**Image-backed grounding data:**
....................

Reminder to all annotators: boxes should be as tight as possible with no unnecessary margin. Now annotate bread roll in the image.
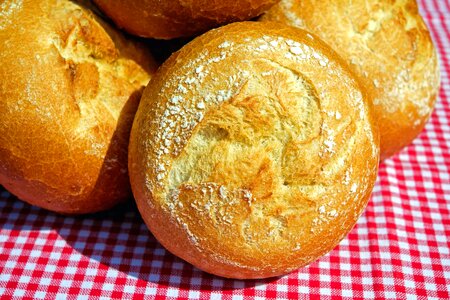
[129,22,379,279]
[0,0,157,214]
[92,0,280,39]
[261,0,440,159]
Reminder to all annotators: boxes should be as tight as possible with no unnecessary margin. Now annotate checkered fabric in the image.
[1,0,449,299]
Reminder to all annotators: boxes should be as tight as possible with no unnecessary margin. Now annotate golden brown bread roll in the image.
[92,0,280,39]
[0,0,157,214]
[260,0,440,159]
[129,22,380,279]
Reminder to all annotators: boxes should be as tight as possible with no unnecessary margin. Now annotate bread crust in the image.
[0,0,157,214]
[92,0,280,39]
[129,22,379,279]
[261,0,440,159]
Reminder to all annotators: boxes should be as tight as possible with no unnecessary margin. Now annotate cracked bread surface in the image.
[0,0,157,214]
[129,22,379,279]
[261,0,440,159]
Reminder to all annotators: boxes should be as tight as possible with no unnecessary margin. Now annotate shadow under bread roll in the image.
[260,0,440,160]
[0,0,158,214]
[129,22,380,279]
[92,0,281,39]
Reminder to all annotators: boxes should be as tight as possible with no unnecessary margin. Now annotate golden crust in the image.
[0,0,157,214]
[129,22,379,279]
[92,0,280,39]
[261,0,440,159]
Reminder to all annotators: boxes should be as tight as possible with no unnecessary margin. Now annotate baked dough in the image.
[0,0,157,214]
[129,22,379,278]
[261,0,440,159]
[92,0,280,39]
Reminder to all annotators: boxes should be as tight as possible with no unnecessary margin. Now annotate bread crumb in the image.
[269,40,279,47]
[344,170,351,185]
[243,190,253,205]
[324,138,335,153]
[177,84,188,94]
[328,210,337,217]
[196,101,205,109]
[289,46,303,55]
[219,185,227,199]
[195,65,204,74]
[258,44,269,51]
[170,95,182,104]
[218,41,231,49]
[318,205,325,214]
[185,77,196,84]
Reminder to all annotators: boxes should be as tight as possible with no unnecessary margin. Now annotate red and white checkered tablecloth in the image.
[1,0,449,299]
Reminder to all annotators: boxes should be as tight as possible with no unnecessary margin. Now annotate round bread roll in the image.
[0,0,157,214]
[129,22,379,279]
[260,0,440,159]
[92,0,280,39]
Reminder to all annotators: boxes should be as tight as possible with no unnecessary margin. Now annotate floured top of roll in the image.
[129,21,379,279]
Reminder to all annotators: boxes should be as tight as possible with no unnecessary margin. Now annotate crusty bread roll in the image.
[0,0,157,214]
[129,22,380,279]
[92,0,280,39]
[261,0,440,159]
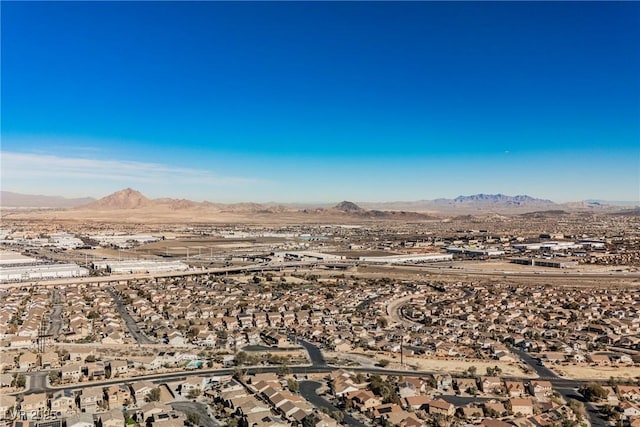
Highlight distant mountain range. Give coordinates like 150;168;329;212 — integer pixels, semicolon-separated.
1;189;637;218
0;191;95;208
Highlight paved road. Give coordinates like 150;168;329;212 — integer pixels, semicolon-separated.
512;348;607;427
299;380;367;427
107;287;155;344
28;371;49;393
48;304;63;339
291;336;326;367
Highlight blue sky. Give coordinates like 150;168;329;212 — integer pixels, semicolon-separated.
2;1;639;203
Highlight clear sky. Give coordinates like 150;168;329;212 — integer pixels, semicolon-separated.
2;1;639;203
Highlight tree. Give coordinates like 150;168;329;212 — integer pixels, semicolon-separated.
187;413;200;426
377;359;390;368
330;410;344;422
235;351;247;366
14;374;26;388
48;371;60;385
568;399;585;421
187;389;201;399
467;366;477;377
579;383;608;402
148;388;161;402
287;378;299;393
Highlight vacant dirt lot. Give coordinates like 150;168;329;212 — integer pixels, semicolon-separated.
551;365;640;380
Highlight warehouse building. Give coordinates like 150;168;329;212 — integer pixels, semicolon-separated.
0;250;39;266
92;260;189;274
510;258;578;268
445;247;505;257
0;263;89;282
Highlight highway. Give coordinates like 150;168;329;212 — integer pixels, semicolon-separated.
3;258;639;290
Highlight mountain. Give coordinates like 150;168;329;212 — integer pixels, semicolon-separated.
360;194;558;213
2;189;627;223
82;188;151;210
0;191;95;208
334;201;363;212
452;194;555;205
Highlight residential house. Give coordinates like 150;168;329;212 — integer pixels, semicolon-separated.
131;380;156;404
402;396;431;411
480;377;503;394
98;408;124;427
61;363;83;383
107;384;132;408
41;352;60;369
0;395;17;419
20;393;48;420
344;390;381;411
66;413;95;427
79;387;104;413
108;360;128;378
504;380;526;397
50;390;77;416
433;374;453;391
456;378;479;394
180;377;203;396
429;399;455;416
528;380;553;398
509;398;534;416
617;386;640;402
621;402;640;419
18;352;38;371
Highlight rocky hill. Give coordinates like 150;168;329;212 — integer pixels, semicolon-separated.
82;188;151;210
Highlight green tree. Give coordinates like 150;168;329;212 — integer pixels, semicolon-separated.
235;351;247;366
14;374;26;388
568;399;585;421
287;378;299;393
187;389;201;399
48;371;60;385
148;388;161;402
187;413;200;426
377;359;390;368
330;410;344;422
579;383;608;402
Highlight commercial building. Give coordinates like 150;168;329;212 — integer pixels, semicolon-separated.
0;250;38;266
510;258;578;268
92;260;189;274
0;263;89;282
445;247;505;257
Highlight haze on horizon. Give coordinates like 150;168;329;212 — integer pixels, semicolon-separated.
1;2;639;204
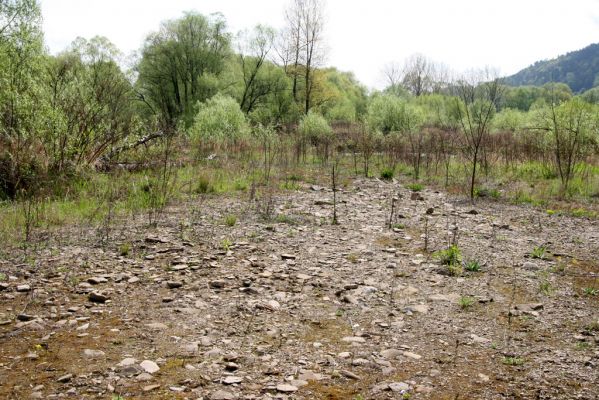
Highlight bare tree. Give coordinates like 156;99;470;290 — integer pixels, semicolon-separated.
402;53;433;96
277;0;326;114
453;70;503;201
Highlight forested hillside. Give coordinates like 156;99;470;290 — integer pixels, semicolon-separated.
504;43;599;93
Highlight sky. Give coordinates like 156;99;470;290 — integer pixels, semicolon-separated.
41;0;599;89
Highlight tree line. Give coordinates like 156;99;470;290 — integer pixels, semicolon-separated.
1;0;598;202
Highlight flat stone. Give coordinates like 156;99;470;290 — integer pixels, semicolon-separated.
380;349;403;359
223;376;243;385
143;384;160;392
209;280;226;289
210;390;236;400
403;351;422;360
16;284;31;292
281;254;297;260
166;281;183;289
57;374;73;383
146;322;168;330
88;276;108;284
388;382;410;392
276;384;298;392
140;360;160;374
342;336;366;343
83;349;105;359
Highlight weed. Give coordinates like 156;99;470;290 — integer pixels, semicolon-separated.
0;272;6;281
575;342;590;350
195;176;214;194
434;244;462;266
502;356;524;366
220;238;233;251
224;214;237;227
539;280;552;295
119;242;131;257
275;214;296;224
475;187;500;199
406;183;423;191
459;296;475;309
583;287;598;296
346;253;358;263
465;260;481;272
391;223;405;229
531;245;547;259
585;321;599;332
380;167;394;180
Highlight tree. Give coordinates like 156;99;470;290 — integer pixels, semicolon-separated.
279;0;326;115
452;70;503;201
136;12;230;129
531;98;597;194
401;54;433;96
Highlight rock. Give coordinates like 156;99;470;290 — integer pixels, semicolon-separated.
425;207;434;215
388;382;410;392
478;373;490;382
140;360;160;374
407;304;429;314
136;372;153;381
146;322;168;330
281;253;297;260
467;209;479;215
17;313;35;321
277;384;298;392
471;334;491;344
88;276;108;284
522;262;539;271
211;390;236;400
16;284;31;292
209;280;226;289
402;351;422;360
380;349;403;359
223;376;243;385
143;384;160;392
166;281;183;289
83;349;105;359
340;370;361;380
342;294;358;304
342;336;366;343
410;192;424;201
117;357;137;367
88;291;109;303
57;373;73;383
128;277;140;284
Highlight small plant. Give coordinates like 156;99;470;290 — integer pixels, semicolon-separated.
465;260;481;272
195;176;214;194
111;395;125;400
119;242;131;257
585;321;599;332
346;253;358;263
502;356;524;366
220;238;233;251
0;272;6;281
435;244;462;266
380;167;394;180
406;183;423;192
539;280;552;295
583;287;598;296
224;214;237;227
575;341;590;350
459;296;475;310
391;223;405;230
275;214;296;224
531;245;547;259
546;209;556;216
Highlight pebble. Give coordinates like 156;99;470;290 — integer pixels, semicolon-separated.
276;384;298;392
16;284;31;292
140;360;160;374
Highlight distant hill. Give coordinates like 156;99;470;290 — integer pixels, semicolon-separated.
504;43;599;93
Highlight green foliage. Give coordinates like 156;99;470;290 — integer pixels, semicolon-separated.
299;111;333;145
531;245;546;259
380;167;394;180
118;242;131;256
406;183;423;191
190;94;249;146
583;287;598;296
435;244;462;266
459;296;475;309
367;94;423;135
504;43;599;93
136;12;231;127
224;214;237;227
220;238;232;251
465;260;481;272
502;356;524;366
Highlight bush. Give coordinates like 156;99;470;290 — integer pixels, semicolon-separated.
299;111;333;145
380;167;394;180
190;94;249;146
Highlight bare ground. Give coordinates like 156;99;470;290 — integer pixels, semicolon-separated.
1;178;598;400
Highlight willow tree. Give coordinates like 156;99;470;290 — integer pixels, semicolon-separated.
136;12;231;129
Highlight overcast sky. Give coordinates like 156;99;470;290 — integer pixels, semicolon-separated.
41;0;599;89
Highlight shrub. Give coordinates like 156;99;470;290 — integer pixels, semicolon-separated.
465;260;481;272
190;94;249;146
380;167;394;180
406;183;423;192
299;111;333;146
224;214;237;227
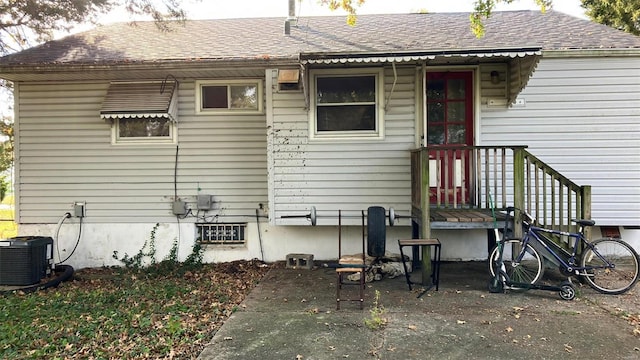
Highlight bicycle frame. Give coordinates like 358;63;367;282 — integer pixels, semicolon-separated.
514;218;613;275
489;207;578;300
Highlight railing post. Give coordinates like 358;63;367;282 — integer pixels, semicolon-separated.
420;149;431;239
513;147;525;238
582;185;592;241
420;149;432;285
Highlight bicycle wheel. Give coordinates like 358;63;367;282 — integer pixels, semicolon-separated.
580;238;640;294
489;239;545;286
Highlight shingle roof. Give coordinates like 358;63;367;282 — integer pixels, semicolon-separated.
1;10;639;66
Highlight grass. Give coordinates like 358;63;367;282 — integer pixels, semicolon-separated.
0;259;270;359
0;193;17;238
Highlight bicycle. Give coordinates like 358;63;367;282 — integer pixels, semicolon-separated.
489;207;640;296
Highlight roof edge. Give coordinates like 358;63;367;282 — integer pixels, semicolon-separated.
542;48;640;58
0;58;300;82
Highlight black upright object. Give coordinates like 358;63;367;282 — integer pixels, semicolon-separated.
367;206;386;257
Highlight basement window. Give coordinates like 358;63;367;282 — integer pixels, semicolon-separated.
196;223;246;245
196;80;263;114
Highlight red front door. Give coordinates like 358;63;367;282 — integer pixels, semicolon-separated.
426;71;474;205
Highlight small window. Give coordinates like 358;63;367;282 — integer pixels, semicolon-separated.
113;117;175;144
309;68;384;140
196;223;246;245
196;80;263;114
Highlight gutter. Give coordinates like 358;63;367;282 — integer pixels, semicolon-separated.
0;57;301;81
542;48;640;58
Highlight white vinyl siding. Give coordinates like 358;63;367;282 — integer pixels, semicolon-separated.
480;56;640;226
15;79;268;223
269;66;417;225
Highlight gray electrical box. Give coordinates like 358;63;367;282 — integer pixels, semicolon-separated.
74;202;85;217
197;195;214;210
172;199;187;215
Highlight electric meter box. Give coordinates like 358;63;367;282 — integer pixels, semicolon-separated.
0;236;54;286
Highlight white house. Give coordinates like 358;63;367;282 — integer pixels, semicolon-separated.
0;10;638;269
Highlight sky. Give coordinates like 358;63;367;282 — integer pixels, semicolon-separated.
101;0;588;24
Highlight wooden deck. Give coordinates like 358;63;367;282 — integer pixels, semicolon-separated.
414;208;508;230
410;146;591;236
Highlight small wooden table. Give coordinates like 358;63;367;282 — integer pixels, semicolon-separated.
398;239;441;296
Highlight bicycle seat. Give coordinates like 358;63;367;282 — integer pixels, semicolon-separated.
571;219;596;227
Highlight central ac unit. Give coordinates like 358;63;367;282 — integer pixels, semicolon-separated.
0;236;53;286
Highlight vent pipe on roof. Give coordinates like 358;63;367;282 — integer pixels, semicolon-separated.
284;0;296;35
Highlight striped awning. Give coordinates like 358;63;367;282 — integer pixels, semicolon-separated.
301;48;542;104
300;48;541;64
100;81;178;121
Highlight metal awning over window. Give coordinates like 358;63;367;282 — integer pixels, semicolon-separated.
300;48;542;104
100;81;178;122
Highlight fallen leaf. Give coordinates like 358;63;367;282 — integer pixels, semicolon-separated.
408;325;417;330
514;314;521;319
296;355;303;360
223;337;233;341
457;320;466;324
506;327;514;333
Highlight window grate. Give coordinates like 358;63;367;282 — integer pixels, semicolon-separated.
196;223;246;245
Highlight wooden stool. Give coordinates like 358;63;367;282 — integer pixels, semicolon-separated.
398;239;441;294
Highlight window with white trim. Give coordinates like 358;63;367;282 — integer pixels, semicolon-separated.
112;117;176;144
196;80;263;114
309;68;384;140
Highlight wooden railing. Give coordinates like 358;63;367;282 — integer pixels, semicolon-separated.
522;151;592;245
411;146;591;244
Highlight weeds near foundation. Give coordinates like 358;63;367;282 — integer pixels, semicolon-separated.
112;223;204;277
112;223;160;269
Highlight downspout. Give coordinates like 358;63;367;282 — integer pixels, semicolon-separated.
300;57;309;111
422;62;427;146
384;61;397;112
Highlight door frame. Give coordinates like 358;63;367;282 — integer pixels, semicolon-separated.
420;66;480;205
419;65;480;148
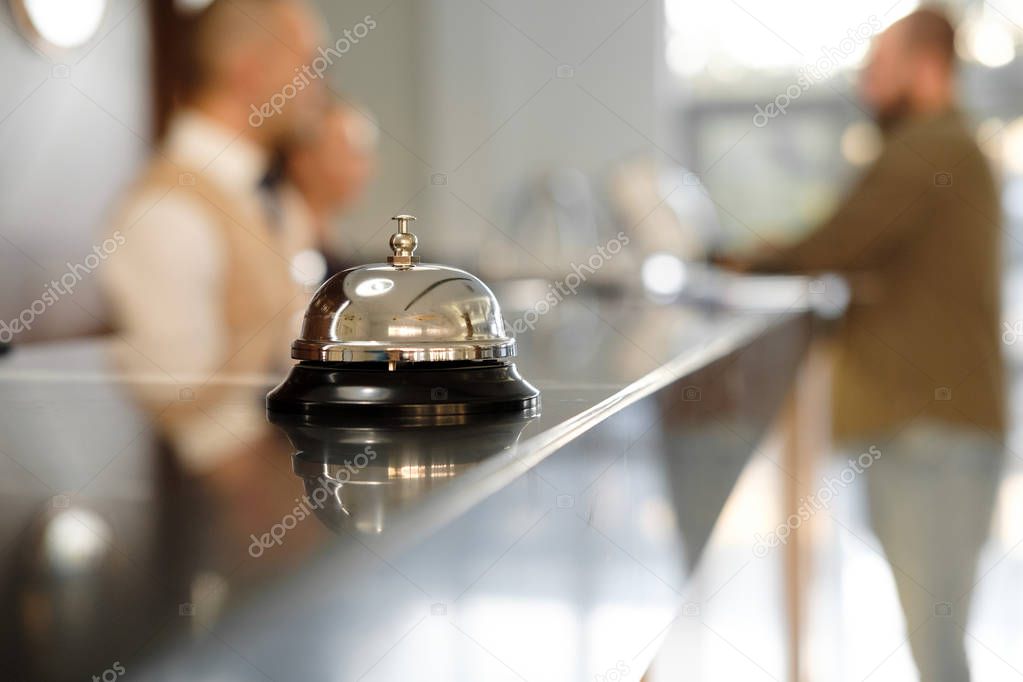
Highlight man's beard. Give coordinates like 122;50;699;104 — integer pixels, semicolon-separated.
873;93;914;133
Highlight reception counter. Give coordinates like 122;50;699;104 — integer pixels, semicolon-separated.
0;285;814;681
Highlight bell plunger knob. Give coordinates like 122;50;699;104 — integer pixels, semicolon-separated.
387;214;420;267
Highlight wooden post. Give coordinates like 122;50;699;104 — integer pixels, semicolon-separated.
783;341;830;682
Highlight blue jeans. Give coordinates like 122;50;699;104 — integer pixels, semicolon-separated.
853;420;1004;682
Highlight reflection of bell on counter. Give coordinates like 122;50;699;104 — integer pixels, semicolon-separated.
273;412;537;534
267;215;540;417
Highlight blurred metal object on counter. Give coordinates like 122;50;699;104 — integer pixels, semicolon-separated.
493;156;723;298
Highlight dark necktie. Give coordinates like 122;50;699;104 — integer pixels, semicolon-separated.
258;153;286;232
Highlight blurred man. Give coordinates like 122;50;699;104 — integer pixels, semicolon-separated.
286;102;378;247
103;0;327;473
740;9;1003;681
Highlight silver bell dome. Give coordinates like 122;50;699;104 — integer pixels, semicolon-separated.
292;215;516;364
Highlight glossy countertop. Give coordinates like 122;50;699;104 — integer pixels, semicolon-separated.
0;277;815;681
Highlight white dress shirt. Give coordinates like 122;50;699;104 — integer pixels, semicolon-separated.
103;111;319;472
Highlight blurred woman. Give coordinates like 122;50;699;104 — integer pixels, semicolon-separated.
286;103;378;250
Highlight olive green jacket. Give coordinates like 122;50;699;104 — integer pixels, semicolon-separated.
754;110;1005;441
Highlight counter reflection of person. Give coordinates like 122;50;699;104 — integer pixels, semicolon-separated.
285;103;378;254
102;0;327;475
730;9;1003;681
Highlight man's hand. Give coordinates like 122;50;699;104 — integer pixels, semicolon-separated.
711;254;752;273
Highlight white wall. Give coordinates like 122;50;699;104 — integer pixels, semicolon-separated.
319;0;668;277
0;0;151;340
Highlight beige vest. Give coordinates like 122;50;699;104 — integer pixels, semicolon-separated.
121;158;307;456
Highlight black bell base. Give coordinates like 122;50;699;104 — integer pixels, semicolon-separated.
266;360;540;420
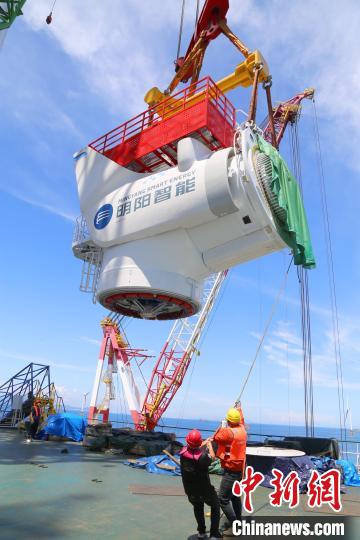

....................

**WORK REQUIRED:** Only the lines from the line containing "Highlight black bell" through the last line of the entries above should be reproduced, word for word and without pictures.

**SOLUTION TO THE PROBLEM:**
Highlight black bell base. Give coordinates like 122;50;699;104 — integer pixels, semicolon-separated.
266;360;540;420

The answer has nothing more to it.